**Set exercise:** Quote exactly the lines running from the line with "Exercise. Point to every instance of the blurred" to the end of the entries, including both, and nothing else.

(Records of labeled points)
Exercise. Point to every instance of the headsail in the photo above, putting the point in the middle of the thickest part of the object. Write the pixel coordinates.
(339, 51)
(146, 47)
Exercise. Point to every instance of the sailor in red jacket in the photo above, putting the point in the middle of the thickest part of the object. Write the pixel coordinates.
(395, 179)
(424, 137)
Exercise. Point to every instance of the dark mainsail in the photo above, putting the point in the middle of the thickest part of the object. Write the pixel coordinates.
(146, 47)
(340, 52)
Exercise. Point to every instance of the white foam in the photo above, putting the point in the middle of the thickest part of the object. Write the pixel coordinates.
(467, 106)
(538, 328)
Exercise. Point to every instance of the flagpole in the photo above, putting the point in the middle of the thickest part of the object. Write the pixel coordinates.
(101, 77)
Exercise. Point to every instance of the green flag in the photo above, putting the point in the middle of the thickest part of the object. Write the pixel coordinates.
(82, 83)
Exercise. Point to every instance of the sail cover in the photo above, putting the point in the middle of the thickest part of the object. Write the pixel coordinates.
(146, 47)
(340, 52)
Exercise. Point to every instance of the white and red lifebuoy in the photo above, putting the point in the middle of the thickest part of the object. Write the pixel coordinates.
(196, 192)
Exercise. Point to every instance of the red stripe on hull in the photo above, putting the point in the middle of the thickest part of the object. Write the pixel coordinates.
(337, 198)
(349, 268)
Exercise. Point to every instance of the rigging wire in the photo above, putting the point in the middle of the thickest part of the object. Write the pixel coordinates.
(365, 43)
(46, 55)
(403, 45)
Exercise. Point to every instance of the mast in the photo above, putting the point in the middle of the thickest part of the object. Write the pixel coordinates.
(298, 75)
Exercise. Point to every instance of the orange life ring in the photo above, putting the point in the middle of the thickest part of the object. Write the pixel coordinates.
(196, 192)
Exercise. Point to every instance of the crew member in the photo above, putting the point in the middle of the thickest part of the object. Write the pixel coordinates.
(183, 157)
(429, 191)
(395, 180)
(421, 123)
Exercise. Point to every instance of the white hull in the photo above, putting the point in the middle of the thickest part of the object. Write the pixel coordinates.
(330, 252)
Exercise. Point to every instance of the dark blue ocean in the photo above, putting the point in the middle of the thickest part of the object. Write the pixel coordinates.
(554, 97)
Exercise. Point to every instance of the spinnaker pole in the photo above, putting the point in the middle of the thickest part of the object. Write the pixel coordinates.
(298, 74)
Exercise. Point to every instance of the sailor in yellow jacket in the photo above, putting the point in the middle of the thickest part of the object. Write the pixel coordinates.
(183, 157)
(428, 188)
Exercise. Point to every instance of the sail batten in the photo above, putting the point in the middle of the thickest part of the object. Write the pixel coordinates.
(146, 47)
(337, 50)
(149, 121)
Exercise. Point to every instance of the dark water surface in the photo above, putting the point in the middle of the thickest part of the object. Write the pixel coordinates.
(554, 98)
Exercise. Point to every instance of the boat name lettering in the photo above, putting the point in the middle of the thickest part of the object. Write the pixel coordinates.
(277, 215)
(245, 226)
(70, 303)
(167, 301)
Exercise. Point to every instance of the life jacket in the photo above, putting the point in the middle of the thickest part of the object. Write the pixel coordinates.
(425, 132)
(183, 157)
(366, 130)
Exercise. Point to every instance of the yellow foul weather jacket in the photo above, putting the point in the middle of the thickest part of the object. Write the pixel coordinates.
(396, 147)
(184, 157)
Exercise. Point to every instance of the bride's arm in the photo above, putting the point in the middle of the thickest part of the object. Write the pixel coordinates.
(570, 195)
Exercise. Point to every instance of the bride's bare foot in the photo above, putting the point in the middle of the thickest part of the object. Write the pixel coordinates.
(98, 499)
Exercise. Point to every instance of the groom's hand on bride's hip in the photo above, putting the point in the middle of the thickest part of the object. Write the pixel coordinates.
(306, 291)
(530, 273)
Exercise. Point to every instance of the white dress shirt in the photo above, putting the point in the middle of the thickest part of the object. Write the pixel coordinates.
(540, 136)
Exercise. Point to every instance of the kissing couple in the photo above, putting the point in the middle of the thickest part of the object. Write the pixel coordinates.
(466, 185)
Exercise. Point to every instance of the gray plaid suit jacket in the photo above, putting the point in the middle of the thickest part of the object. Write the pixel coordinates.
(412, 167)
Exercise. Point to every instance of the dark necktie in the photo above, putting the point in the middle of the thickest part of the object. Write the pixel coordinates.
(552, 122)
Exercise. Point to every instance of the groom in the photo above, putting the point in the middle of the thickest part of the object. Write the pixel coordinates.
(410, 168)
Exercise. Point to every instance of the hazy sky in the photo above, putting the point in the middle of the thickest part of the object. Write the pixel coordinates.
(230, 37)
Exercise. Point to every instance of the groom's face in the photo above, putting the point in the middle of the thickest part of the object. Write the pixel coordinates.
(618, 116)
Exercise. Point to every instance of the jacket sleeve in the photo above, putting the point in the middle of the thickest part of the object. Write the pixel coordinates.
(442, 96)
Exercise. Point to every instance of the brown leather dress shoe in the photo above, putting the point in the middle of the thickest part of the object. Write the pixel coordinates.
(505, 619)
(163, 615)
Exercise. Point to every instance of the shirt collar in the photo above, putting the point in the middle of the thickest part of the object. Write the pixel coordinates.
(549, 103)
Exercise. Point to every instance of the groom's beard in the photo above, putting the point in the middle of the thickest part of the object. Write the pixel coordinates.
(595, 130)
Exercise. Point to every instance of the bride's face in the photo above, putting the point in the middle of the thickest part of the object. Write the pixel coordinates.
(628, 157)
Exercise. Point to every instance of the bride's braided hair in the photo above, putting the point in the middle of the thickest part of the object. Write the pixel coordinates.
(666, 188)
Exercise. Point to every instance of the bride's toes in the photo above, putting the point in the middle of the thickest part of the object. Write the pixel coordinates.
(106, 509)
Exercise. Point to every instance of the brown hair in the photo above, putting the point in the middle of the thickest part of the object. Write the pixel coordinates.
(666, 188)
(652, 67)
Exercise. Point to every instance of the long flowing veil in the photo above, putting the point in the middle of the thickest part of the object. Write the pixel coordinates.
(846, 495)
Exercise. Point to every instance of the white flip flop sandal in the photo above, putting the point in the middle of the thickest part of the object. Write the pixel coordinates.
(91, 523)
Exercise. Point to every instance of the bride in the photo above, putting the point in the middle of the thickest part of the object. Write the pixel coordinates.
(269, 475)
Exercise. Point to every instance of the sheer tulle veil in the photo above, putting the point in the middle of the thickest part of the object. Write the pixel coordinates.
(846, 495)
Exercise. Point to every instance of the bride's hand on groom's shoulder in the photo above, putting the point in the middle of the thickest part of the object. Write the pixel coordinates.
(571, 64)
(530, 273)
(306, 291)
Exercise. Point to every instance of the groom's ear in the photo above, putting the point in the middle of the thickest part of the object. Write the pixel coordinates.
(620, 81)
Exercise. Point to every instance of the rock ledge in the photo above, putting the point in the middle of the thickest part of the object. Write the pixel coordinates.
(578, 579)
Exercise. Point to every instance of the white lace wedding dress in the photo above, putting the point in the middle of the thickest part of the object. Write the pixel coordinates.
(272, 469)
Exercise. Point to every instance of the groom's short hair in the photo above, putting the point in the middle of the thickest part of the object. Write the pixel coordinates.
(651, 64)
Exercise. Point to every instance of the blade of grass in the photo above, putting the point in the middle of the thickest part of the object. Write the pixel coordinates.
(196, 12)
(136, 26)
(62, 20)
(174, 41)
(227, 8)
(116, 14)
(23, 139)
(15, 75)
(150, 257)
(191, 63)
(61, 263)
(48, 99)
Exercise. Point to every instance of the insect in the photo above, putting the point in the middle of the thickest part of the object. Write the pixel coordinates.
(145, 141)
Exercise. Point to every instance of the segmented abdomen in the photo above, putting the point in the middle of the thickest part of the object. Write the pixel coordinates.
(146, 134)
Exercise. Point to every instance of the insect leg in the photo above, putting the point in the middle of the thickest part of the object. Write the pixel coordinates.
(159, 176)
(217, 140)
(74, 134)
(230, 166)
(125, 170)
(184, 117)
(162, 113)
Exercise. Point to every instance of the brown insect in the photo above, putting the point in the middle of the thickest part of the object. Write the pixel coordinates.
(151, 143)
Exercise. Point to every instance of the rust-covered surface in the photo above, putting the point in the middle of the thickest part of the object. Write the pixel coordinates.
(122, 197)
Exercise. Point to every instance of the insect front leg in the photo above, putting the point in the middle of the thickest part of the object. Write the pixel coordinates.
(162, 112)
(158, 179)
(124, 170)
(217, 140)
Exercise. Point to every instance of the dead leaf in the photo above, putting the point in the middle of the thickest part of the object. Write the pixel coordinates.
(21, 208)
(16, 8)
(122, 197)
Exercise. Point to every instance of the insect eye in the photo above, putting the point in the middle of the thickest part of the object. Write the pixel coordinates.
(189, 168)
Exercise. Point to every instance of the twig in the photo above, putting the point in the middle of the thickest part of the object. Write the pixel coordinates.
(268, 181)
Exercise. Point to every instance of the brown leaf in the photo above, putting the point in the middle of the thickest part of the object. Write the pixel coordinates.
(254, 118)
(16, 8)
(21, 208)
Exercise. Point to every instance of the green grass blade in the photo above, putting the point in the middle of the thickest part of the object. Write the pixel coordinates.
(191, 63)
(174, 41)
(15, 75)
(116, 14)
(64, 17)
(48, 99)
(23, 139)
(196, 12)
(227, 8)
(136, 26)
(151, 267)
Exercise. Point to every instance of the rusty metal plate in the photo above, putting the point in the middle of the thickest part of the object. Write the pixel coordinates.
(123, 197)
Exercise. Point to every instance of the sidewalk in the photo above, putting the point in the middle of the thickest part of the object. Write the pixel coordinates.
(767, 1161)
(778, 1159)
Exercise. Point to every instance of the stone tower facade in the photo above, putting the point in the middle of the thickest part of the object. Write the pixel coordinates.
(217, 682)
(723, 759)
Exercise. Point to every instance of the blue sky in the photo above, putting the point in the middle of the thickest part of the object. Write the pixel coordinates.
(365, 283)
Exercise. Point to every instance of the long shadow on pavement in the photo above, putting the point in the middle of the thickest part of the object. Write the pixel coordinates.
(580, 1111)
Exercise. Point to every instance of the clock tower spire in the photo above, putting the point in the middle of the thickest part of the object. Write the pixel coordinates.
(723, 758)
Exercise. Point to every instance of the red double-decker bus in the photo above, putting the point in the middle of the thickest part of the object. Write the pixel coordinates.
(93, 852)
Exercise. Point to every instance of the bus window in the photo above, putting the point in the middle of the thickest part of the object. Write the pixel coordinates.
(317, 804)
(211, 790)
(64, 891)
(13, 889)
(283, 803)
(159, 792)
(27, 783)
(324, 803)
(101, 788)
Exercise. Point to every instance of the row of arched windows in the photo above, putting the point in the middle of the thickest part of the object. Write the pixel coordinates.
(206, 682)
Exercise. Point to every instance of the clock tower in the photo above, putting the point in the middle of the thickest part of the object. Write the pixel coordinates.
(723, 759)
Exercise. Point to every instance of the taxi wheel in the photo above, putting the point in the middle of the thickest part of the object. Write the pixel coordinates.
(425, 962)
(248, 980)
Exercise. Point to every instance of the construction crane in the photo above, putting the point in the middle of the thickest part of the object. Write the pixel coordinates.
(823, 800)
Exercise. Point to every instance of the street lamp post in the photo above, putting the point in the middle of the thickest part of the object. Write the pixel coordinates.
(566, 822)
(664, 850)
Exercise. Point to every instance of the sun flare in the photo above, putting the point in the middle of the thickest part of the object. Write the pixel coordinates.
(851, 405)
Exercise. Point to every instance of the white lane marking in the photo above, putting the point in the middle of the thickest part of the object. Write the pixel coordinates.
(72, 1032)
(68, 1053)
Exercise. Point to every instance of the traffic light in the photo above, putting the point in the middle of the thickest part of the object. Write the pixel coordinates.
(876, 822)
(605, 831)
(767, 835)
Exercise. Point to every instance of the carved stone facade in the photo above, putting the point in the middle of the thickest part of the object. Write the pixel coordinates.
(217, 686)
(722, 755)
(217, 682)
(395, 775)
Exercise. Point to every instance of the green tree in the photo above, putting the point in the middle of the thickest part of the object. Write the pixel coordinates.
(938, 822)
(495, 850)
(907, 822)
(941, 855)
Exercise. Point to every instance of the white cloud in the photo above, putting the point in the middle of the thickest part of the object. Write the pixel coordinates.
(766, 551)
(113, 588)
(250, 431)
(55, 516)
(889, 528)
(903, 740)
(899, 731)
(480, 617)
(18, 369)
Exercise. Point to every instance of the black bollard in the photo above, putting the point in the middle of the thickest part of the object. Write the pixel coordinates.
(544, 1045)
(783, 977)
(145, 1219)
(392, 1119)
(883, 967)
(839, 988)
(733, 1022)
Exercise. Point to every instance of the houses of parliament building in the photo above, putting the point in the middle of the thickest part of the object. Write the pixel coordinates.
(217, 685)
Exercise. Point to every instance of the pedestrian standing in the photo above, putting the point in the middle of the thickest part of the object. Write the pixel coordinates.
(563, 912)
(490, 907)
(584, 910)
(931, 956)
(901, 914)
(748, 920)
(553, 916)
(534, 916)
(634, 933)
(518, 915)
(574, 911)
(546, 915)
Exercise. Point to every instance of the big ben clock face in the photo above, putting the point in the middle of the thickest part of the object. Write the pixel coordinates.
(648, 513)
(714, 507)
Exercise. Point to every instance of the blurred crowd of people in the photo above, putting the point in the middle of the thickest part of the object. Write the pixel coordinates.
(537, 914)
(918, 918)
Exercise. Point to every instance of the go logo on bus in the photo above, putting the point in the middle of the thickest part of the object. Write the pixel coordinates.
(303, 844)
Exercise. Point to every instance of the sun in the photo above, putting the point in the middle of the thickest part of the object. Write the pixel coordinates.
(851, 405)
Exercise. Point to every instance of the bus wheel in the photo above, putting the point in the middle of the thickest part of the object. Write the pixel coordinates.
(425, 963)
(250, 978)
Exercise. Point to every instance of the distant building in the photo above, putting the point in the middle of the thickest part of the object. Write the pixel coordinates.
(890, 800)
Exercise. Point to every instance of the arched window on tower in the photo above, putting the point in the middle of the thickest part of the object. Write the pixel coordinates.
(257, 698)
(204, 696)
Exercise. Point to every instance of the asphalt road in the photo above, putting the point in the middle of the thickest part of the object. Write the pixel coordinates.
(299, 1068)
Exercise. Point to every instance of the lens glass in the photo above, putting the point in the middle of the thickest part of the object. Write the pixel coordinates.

**Task response:**
Exercise. Point to every instance of the blurred crowd of people in the photo above, putting the point in the middle of the thickest part of the object. Write the pixel coordinates.
(537, 914)
(918, 918)
Exercise. Point to every instance of the go logo on bus in the photo above, putting the point in the middle of the thickest part of the object. Write the pixel coordinates.
(303, 844)
Exercise. Point to every instance of the sun in the photo above, putting the point in the middle of the thickest part of the object. Write the pixel coordinates.
(851, 405)
Exercise. Point to every instance of the bus wheel in the photo above, putting the point in the middle of the thickest part of the object. Write the pixel coordinates.
(425, 963)
(250, 978)
Exercise. Point to every instance of the distant building in the photo above, putting the point in the middle of the thickest part of the object. Write the pixel coordinates.
(890, 800)
Exercise. Point to every instance of the arched window on tower in the photo above, putting the point in the middle of the thickest part of the object. Write the pixel coordinates.
(257, 698)
(204, 696)
Exercise. Point to every instance of the asphalt road in the photo above, putting the point in the middle of the thickest part of the object. Write the pixel coordinates.
(299, 1068)
Exercise. Point to every instance of the lens glass in the photo above, putting the point in the middle of the thickest part of the object. Write the pixel coordinates.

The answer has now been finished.